• DIRECTIONS: Copy the material word for word, from its first line through the line containing "[[124, 511], [157, 555]]", including both of those lines.

• WORKING DATA:
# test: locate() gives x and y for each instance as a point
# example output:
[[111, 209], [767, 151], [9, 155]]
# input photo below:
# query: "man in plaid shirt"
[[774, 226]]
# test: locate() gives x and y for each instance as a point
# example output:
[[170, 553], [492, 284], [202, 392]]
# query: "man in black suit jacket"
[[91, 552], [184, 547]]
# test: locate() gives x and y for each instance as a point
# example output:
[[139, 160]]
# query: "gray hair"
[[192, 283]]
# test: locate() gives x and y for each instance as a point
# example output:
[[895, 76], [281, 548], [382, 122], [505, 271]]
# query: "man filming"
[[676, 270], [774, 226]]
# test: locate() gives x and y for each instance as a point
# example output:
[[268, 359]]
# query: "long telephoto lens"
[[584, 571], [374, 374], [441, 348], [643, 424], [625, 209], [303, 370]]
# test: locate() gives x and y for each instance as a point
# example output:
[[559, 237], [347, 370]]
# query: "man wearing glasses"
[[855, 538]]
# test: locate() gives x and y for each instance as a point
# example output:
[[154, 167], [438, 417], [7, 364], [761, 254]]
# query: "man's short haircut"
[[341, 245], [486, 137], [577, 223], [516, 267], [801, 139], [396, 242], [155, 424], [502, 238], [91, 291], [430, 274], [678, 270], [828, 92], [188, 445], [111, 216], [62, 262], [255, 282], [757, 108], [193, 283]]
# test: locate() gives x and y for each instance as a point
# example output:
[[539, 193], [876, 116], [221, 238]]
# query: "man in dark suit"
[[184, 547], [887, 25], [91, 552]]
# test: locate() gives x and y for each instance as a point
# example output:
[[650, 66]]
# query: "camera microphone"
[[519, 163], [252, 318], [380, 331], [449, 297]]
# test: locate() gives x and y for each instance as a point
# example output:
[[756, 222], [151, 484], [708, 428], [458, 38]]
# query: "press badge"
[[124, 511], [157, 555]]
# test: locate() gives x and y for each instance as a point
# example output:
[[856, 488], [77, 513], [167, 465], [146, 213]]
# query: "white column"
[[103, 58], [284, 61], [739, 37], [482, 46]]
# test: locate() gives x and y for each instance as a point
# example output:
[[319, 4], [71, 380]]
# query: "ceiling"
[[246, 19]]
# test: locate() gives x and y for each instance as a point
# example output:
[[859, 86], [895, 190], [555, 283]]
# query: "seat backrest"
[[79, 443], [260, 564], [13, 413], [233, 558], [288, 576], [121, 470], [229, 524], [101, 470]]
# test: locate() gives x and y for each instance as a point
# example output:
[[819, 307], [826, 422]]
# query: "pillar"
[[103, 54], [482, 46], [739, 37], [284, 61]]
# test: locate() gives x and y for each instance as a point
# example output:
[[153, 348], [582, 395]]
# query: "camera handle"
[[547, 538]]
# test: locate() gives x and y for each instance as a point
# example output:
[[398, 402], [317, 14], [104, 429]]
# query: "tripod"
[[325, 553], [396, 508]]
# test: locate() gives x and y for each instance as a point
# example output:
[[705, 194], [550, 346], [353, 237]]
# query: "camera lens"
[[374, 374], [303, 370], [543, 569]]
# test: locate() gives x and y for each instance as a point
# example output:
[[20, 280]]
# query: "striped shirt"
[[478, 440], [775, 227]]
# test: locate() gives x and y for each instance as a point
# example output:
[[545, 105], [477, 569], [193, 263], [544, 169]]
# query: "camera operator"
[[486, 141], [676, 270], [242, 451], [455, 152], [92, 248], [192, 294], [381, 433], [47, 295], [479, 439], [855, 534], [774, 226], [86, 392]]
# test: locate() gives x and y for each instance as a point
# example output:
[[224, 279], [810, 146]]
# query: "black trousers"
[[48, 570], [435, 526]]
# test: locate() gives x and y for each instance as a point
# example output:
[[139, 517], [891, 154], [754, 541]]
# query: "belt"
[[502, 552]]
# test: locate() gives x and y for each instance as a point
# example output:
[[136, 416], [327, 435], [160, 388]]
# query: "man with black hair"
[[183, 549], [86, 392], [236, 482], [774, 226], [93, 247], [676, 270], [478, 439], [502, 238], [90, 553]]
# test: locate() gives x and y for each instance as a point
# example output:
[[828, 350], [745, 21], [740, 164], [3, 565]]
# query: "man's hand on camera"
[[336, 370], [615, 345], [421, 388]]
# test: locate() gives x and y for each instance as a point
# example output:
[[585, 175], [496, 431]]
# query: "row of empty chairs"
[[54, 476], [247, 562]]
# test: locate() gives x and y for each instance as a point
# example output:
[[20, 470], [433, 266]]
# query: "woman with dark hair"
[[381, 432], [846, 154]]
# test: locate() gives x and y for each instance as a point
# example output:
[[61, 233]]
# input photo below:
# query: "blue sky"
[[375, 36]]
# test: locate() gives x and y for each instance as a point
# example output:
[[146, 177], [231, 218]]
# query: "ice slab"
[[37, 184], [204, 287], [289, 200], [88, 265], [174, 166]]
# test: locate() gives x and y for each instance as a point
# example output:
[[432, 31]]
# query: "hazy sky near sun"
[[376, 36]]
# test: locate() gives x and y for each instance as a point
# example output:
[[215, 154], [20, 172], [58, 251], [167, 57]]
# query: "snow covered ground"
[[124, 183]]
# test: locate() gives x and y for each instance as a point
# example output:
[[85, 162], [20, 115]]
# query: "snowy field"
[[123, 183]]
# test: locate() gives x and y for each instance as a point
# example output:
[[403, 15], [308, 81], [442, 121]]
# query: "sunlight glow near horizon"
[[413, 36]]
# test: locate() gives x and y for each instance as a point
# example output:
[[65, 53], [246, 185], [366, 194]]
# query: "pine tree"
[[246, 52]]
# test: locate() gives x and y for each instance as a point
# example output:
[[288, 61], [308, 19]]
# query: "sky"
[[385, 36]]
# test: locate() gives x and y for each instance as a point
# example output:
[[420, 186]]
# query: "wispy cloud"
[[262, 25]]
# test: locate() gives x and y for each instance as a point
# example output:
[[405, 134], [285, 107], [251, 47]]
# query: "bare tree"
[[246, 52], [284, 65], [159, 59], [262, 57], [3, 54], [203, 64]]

• SOLUTION FOR THIS TASK:
# test: locate() gives x and y for each instance as a point
# example output:
[[111, 209], [767, 151], [9, 155]]
# input photo below:
# query: "man in plaid shirt"
[[774, 226]]
# test: locate() gives x and y for each instance as a point
# example output:
[[170, 553], [492, 284], [202, 392]]
# query: "man in black suit jacket"
[[91, 552], [184, 547]]
# test: locate() gives x and y for each instance as a point
# example output:
[[139, 160]]
# query: "gray hair"
[[192, 283]]
# test: locate() gives x and y for each instance as a point
# example output:
[[895, 76], [281, 548], [382, 122], [505, 271]]
# query: "man filming"
[[676, 270], [774, 226]]
# test: locate() gives x and y for each instance as a point
# example output:
[[268, 359]]
# query: "long telephoto lens"
[[584, 571], [374, 374], [441, 348], [643, 424], [625, 209], [303, 370]]
# test: locate() gives x and y for each instance as a point
# example output:
[[559, 237], [347, 370]]
# query: "man wearing glasses"
[[855, 538]]
# test: locate() gives x and y for each instance as a point
# example output:
[[154, 167], [438, 417], [7, 364], [761, 254]]
# query: "man's short haircut"
[[341, 245], [486, 137], [577, 223], [516, 267], [801, 139], [396, 242], [155, 424], [502, 238], [91, 291], [430, 274], [678, 270], [828, 92], [188, 445], [111, 216], [62, 262], [255, 282], [757, 108], [193, 283]]
# test: locate() gives x and y for each instance as a point
# example output:
[[539, 193], [876, 116], [221, 238]]
# query: "man in dark suit"
[[184, 547], [887, 25], [91, 552]]
# test: locate() gives x and y for each instance as a point
# example output:
[[650, 66]]
# query: "camera microphone"
[[519, 163], [252, 318], [380, 331], [449, 297]]
# test: locate() gives x and y for each instance as a point
# example output:
[[756, 222], [151, 484], [708, 428], [458, 38]]
# query: "press badge"
[[124, 511], [157, 555]]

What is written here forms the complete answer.